#### [Data]
__________________________________________________

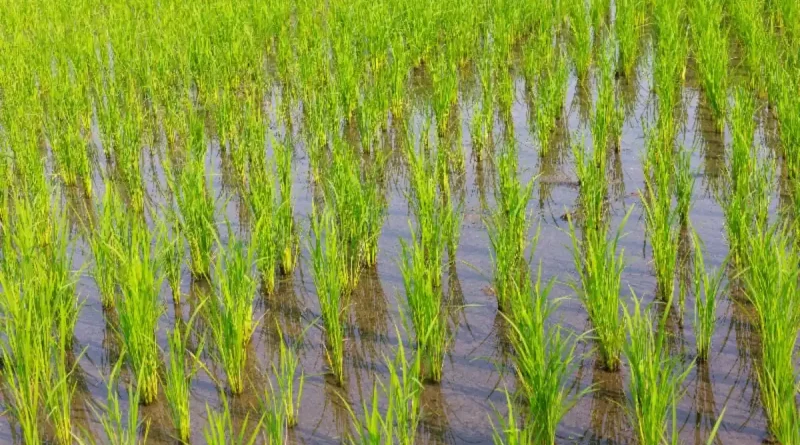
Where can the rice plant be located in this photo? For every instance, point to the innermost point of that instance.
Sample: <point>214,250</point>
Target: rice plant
<point>707,286</point>
<point>508,228</point>
<point>711,52</point>
<point>170,256</point>
<point>544,360</point>
<point>771,285</point>
<point>289,392</point>
<point>600,271</point>
<point>287,233</point>
<point>220,428</point>
<point>230,311</point>
<point>580,37</point>
<point>329,271</point>
<point>424,305</point>
<point>359,209</point>
<point>103,241</point>
<point>661,217</point>
<point>121,429</point>
<point>399,421</point>
<point>178,379</point>
<point>656,378</point>
<point>139,308</point>
<point>197,215</point>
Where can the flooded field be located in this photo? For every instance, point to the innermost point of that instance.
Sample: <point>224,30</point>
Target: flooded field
<point>143,126</point>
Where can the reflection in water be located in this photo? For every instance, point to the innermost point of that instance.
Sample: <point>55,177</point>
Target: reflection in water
<point>704,404</point>
<point>713,149</point>
<point>608,421</point>
<point>435,423</point>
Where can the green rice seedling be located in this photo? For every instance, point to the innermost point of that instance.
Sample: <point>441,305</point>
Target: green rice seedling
<point>399,421</point>
<point>404,393</point>
<point>274,422</point>
<point>600,271</point>
<point>178,378</point>
<point>139,308</point>
<point>656,378</point>
<point>551,89</point>
<point>220,429</point>
<point>104,240</point>
<point>359,209</point>
<point>438,222</point>
<point>424,306</point>
<point>661,218</point>
<point>580,23</point>
<point>120,429</point>
<point>543,360</point>
<point>707,286</point>
<point>684,185</point>
<point>508,228</point>
<point>289,383</point>
<point>609,116</point>
<point>261,196</point>
<point>771,285</point>
<point>711,52</point>
<point>170,256</point>
<point>287,239</point>
<point>375,428</point>
<point>59,397</point>
<point>197,215</point>
<point>230,311</point>
<point>329,272</point>
<point>511,430</point>
<point>628,27</point>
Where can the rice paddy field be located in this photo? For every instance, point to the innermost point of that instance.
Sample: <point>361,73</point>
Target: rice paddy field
<point>374,222</point>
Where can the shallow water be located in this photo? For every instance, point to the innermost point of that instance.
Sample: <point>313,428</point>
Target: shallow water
<point>477,369</point>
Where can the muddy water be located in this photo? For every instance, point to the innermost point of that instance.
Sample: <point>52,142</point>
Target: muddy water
<point>477,369</point>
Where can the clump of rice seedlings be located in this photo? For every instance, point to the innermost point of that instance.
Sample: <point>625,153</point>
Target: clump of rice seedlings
<point>628,27</point>
<point>290,378</point>
<point>609,116</point>
<point>656,378</point>
<point>104,240</point>
<point>580,43</point>
<point>359,208</point>
<point>197,215</point>
<point>746,201</point>
<point>711,51</point>
<point>771,285</point>
<point>264,204</point>
<point>230,311</point>
<point>120,429</point>
<point>59,397</point>
<point>178,379</point>
<point>483,118</point>
<point>551,90</point>
<point>139,309</point>
<point>401,391</point>
<point>170,256</point>
<point>273,422</point>
<point>684,185</point>
<point>329,272</point>
<point>511,431</point>
<point>508,229</point>
<point>424,304</point>
<point>598,264</point>
<point>287,234</point>
<point>660,216</point>
<point>220,429</point>
<point>543,360</point>
<point>438,219</point>
<point>707,285</point>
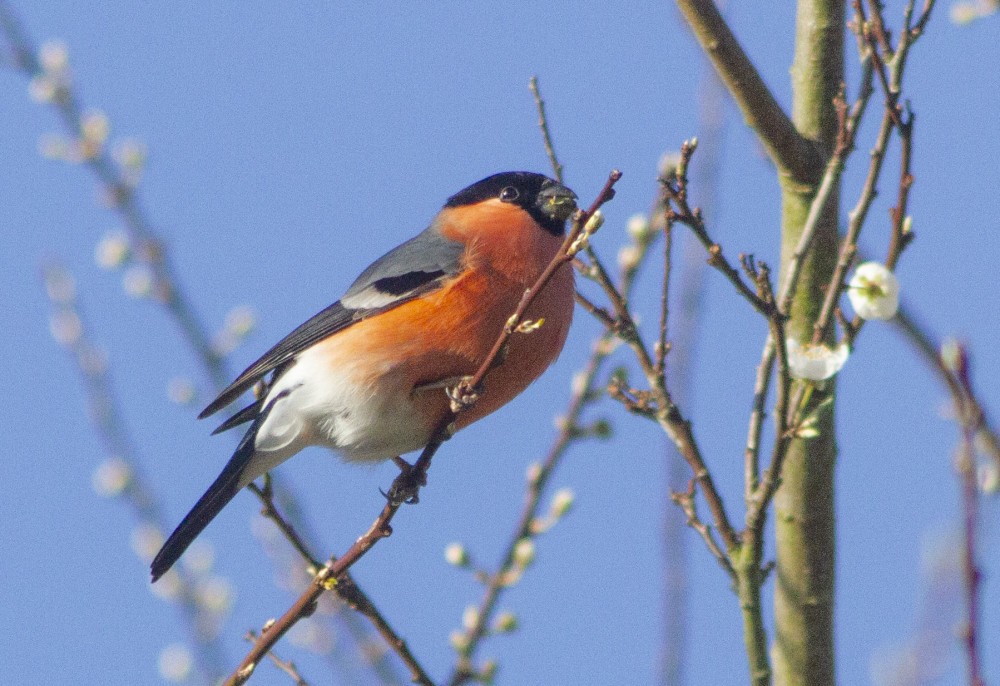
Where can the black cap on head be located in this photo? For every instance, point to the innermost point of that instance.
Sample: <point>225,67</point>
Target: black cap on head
<point>547,201</point>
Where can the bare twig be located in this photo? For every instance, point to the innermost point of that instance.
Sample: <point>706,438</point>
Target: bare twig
<point>406,486</point>
<point>956,360</point>
<point>166,288</point>
<point>124,476</point>
<point>543,124</point>
<point>675,190</point>
<point>791,152</point>
<point>657,403</point>
<point>288,667</point>
<point>583,393</point>
<point>929,348</point>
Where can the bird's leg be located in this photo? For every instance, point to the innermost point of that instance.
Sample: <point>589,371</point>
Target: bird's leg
<point>407,485</point>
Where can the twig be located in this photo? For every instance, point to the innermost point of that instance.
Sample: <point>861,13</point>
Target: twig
<point>406,486</point>
<point>788,149</point>
<point>543,124</point>
<point>693,220</point>
<point>270,511</point>
<point>166,287</point>
<point>128,482</point>
<point>929,349</point>
<point>288,667</point>
<point>660,351</point>
<point>583,392</point>
<point>955,359</point>
<point>125,202</point>
<point>663,410</point>
<point>685,500</point>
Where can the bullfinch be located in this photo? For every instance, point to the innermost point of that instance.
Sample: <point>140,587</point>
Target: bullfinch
<point>366,376</point>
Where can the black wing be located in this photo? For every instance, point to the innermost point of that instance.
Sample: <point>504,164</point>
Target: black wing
<point>417,266</point>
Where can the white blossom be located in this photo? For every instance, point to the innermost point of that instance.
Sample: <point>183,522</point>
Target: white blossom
<point>815,362</point>
<point>874,291</point>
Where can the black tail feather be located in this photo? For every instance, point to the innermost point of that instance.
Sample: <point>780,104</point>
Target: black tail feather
<point>216,497</point>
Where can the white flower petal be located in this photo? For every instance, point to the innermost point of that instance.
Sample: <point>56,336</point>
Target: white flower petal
<point>815,362</point>
<point>874,291</point>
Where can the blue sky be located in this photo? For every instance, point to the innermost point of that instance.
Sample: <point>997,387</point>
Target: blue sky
<point>290,146</point>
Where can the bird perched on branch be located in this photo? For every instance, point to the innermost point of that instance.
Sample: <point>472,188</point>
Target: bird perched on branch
<point>366,377</point>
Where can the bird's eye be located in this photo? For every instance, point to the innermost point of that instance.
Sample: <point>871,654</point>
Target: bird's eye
<point>509,194</point>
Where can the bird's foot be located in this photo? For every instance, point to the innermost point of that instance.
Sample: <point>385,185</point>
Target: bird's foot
<point>407,485</point>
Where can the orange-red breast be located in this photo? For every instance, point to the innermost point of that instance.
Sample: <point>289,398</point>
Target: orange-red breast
<point>365,376</point>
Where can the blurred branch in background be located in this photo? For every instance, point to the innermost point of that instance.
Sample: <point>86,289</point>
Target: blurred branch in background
<point>955,359</point>
<point>681,362</point>
<point>203,598</point>
<point>151,275</point>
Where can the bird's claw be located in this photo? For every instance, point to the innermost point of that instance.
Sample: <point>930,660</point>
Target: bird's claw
<point>406,487</point>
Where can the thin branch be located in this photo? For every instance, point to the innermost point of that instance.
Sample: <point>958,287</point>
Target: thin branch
<point>685,500</point>
<point>152,250</point>
<point>929,349</point>
<point>407,485</point>
<point>288,667</point>
<point>662,408</point>
<point>125,476</point>
<point>956,361</point>
<point>124,201</point>
<point>583,393</point>
<point>675,190</point>
<point>793,154</point>
<point>543,124</point>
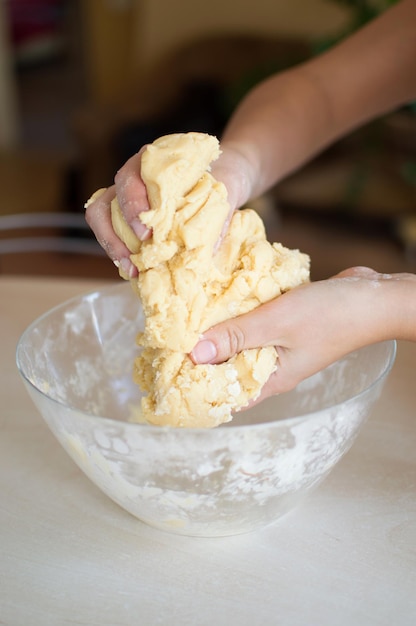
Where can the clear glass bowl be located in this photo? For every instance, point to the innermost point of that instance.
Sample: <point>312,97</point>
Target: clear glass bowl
<point>76,362</point>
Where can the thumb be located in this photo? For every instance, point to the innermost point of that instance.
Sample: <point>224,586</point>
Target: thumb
<point>251,330</point>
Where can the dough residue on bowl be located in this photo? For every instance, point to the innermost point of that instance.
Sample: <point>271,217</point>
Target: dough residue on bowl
<point>186,286</point>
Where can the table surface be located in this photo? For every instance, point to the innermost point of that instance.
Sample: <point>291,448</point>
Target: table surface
<point>69,555</point>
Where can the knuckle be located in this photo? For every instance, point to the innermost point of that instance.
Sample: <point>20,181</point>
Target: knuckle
<point>235,339</point>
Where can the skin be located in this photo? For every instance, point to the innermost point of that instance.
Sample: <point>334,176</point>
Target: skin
<point>281,124</point>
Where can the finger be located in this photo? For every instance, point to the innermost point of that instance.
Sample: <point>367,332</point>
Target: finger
<point>251,330</point>
<point>98,217</point>
<point>132,196</point>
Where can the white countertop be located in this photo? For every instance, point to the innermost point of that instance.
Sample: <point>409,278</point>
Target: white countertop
<point>69,555</point>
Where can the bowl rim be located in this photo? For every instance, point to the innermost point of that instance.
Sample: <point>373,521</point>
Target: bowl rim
<point>152,427</point>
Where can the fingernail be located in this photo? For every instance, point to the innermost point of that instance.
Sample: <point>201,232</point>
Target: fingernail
<point>126,267</point>
<point>140,230</point>
<point>204,351</point>
<point>95,197</point>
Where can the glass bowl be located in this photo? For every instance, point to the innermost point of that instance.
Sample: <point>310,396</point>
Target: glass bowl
<point>76,362</point>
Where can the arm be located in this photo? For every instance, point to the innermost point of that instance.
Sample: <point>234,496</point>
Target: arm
<point>314,325</point>
<point>288,118</point>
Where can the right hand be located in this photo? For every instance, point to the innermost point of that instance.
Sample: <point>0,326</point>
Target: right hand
<point>232,168</point>
<point>131,193</point>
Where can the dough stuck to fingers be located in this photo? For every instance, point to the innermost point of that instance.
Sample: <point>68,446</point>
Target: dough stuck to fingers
<point>186,287</point>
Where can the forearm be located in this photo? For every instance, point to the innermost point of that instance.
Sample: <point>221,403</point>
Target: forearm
<point>292,116</point>
<point>400,306</point>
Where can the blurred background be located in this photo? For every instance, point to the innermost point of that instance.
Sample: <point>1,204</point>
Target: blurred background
<point>85,83</point>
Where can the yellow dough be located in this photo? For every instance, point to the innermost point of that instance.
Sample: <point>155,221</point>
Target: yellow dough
<point>186,286</point>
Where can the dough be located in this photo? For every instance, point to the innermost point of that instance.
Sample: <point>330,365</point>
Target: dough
<point>186,287</point>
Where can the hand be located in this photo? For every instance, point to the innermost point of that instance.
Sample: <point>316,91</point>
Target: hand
<point>310,326</point>
<point>232,168</point>
<point>131,194</point>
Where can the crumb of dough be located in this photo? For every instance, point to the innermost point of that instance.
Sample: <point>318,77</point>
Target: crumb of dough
<point>186,287</point>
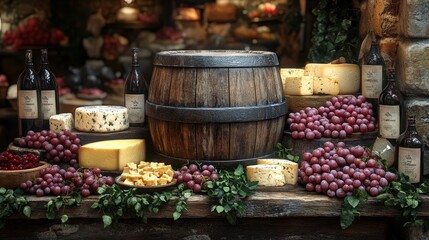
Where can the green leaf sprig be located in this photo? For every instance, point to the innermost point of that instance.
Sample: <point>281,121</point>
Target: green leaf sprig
<point>12,202</point>
<point>286,153</point>
<point>407,197</point>
<point>351,207</point>
<point>114,202</point>
<point>229,191</point>
<point>61,202</point>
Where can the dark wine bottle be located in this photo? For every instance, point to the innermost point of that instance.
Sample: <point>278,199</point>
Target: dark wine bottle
<point>48,90</point>
<point>373,76</point>
<point>135,92</point>
<point>29,107</point>
<point>390,110</point>
<point>409,152</point>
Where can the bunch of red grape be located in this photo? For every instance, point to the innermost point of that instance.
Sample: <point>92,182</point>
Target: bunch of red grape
<point>338,171</point>
<point>340,117</point>
<point>56,181</point>
<point>10,161</point>
<point>194,177</point>
<point>59,147</point>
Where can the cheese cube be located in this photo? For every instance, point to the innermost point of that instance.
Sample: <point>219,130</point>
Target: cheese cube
<point>266,175</point>
<point>112,155</point>
<point>325,86</point>
<point>298,85</point>
<point>61,122</point>
<point>290,169</point>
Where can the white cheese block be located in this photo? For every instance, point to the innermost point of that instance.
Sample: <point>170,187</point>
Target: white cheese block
<point>112,155</point>
<point>347,75</point>
<point>266,175</point>
<point>101,118</point>
<point>300,86</point>
<point>61,122</point>
<point>325,86</point>
<point>290,169</point>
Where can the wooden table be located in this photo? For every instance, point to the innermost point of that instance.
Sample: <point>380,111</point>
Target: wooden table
<point>272,213</point>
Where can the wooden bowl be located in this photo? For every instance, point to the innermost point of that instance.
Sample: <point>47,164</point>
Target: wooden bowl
<point>13,178</point>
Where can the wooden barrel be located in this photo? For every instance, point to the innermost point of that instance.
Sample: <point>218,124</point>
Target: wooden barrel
<point>219,107</point>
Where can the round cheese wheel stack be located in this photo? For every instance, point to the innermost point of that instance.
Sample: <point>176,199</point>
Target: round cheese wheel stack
<point>101,118</point>
<point>347,75</point>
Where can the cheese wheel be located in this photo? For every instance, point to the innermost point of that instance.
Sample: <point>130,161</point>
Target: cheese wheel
<point>112,155</point>
<point>101,118</point>
<point>61,122</point>
<point>347,75</point>
<point>298,85</point>
<point>266,175</point>
<point>325,86</point>
<point>290,169</point>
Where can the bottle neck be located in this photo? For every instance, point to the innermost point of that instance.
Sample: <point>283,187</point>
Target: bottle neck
<point>134,57</point>
<point>29,58</point>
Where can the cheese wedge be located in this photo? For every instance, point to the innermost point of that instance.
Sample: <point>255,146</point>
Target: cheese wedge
<point>300,86</point>
<point>325,86</point>
<point>112,155</point>
<point>266,175</point>
<point>290,169</point>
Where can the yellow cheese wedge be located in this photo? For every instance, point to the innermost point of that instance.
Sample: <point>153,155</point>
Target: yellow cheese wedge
<point>266,175</point>
<point>290,169</point>
<point>112,155</point>
<point>347,75</point>
<point>325,86</point>
<point>300,86</point>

__________________________________________________

Could you set down, exactly as written, the lines above between the one holding "Sample: <point>224,30</point>" and the one holding "Sample: <point>441,305</point>", inclusive, and nothing more?

Sample: <point>224,30</point>
Target: flooded field
<point>143,126</point>
Where can the reflection in water be located in this photo? For every instance, point to the innermost point of that instance.
Sample: <point>55,177</point>
Target: reflection in water
<point>704,404</point>
<point>713,149</point>
<point>608,421</point>
<point>435,423</point>
Where can the green rice seedling be located in this photo? For every instance, point to the innermost point of that instance.
Sample: <point>441,305</point>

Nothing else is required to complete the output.